Pourquoi changer de regard sur un phénomène, une maladie qui ne s'est certainement propagée
que temporairement avec la même virulence que les autres épidémies qui ont hanté au fil des
siècles l'ensemble de notre planète ? Oh, non, pas le globe entier. J'ai lu récemment dans la
presse quotidienne la liste des pays où il n'y a pas de cas de Corona. La plupart sont des îles du
Pacifique, mais la Corée du Nord est aussi répertoriée… Maintenant je fais une pause, je ne vous
dis rien pour vous laisser digérer cette surprise. Etonnés ? Probablement pas…
Mais la véritable surprise a été la magnifique exposition que j'ai visitée dans l'un de mes musées
préférés. Asseyez-vous à côté de moi, prenez une orange et pendant que vous la pelez, écoutez-
moi dans son arôme et ses couleurs … et peut-être… si vous vous asseyez plus près de moi, dans
mon parfum.

* [DONNÉES AFFICHÉES]:
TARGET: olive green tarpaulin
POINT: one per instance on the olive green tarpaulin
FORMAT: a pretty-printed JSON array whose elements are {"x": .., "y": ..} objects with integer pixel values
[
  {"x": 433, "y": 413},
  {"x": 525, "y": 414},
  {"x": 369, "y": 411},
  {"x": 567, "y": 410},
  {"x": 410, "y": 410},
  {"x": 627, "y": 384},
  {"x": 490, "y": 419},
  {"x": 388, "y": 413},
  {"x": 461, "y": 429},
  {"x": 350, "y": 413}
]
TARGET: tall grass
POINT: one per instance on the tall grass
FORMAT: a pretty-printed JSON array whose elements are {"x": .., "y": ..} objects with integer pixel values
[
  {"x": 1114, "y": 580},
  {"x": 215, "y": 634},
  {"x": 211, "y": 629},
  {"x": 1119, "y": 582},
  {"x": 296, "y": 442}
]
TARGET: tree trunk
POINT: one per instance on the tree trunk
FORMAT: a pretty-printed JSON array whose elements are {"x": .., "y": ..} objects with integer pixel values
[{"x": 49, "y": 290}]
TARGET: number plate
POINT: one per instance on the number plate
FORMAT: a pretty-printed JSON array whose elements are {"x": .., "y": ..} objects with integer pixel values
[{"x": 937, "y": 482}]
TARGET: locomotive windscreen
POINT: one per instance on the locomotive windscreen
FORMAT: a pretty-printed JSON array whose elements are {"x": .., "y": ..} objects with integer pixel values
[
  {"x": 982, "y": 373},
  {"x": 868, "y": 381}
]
--
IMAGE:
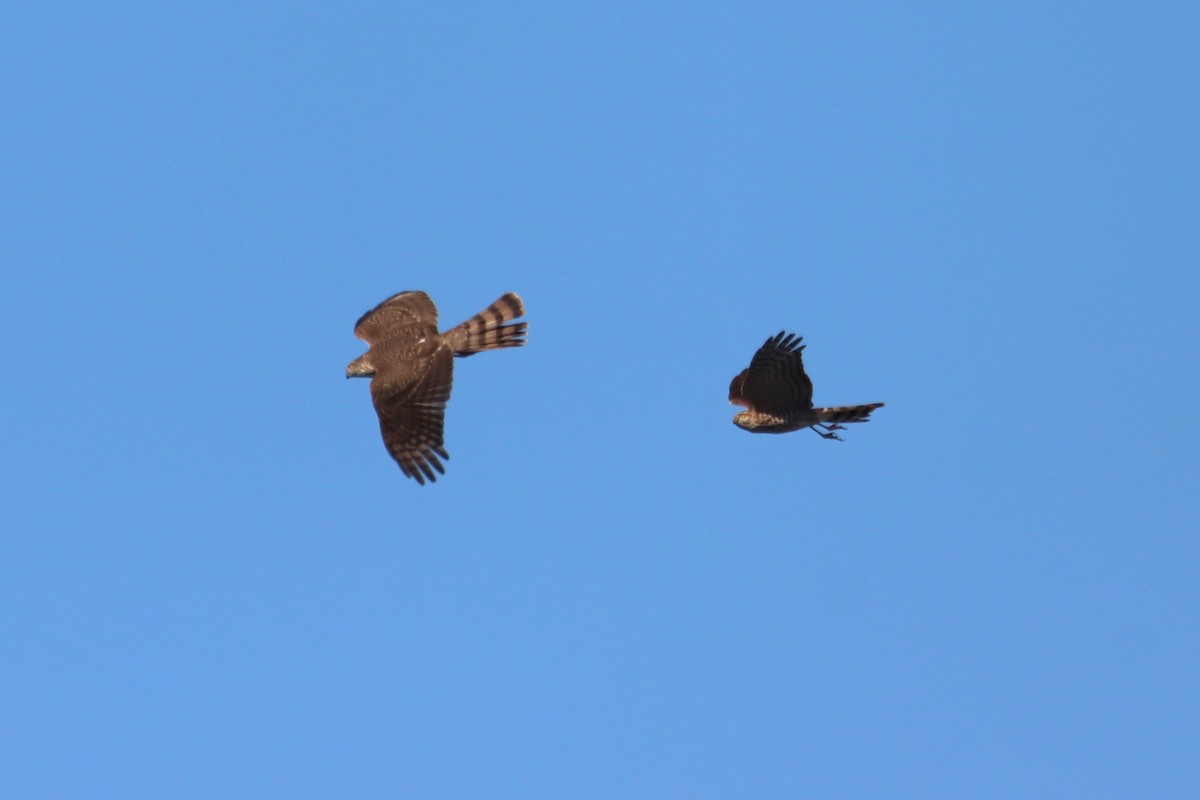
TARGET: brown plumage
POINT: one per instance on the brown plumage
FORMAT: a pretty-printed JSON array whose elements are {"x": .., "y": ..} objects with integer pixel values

* [TRAVAIL À RÉALISER]:
1 > Reproduisez le passage du texte fourni qui commence par « Pourquoi changer de » et se termine par « mon parfum. ».
2 > Selon le texte fourni, pourquoi une pause est-elle marquée juste après la mention de la Corée du Nord ?
Les données n'ont aucun rôle à jouer ici.

* [CORRIGÉ DES CONSIGNES]:
1 >
Pourquoi changer de regard sur un phénomène, une maladie qui ne s'est certainement propagée
que temporairement avec la même virulence que les autres épidémies qui ont hanté au fil des
siècles l'ensemble de notre planète ? Oh, non, pas le globe entier. J'ai lu récemment dans la
presse quotidienne la liste des pays où il n'y a pas de cas de Corona. La plupart sont des îles du
Pacifique, mais la Corée du Nord est aussi répertoriée… Maintenant je fais une pause, je ne vous
dis rien pour vous laisser digérer cette surprise. Etonnés ? Probablement pas…
Mais la véritable surprise a été la magnifique exposition que j'ai visitée dans l'un de mes musées
préférés. Asseyez-vous à côté de moi, prenez une orange et pendant que vous la pelez, écoutez-
moi dans son arôme et ses couleurs … et peut-être… si vous vous asseyez plus près de moi, dans
mon parfum.

2 > Pour laisser aux lecteurs, à qui le texte s'adresse directement, le temps de digérer cette surprise : la Corée du Nord figure dans la liste des pays sans cas de Corona.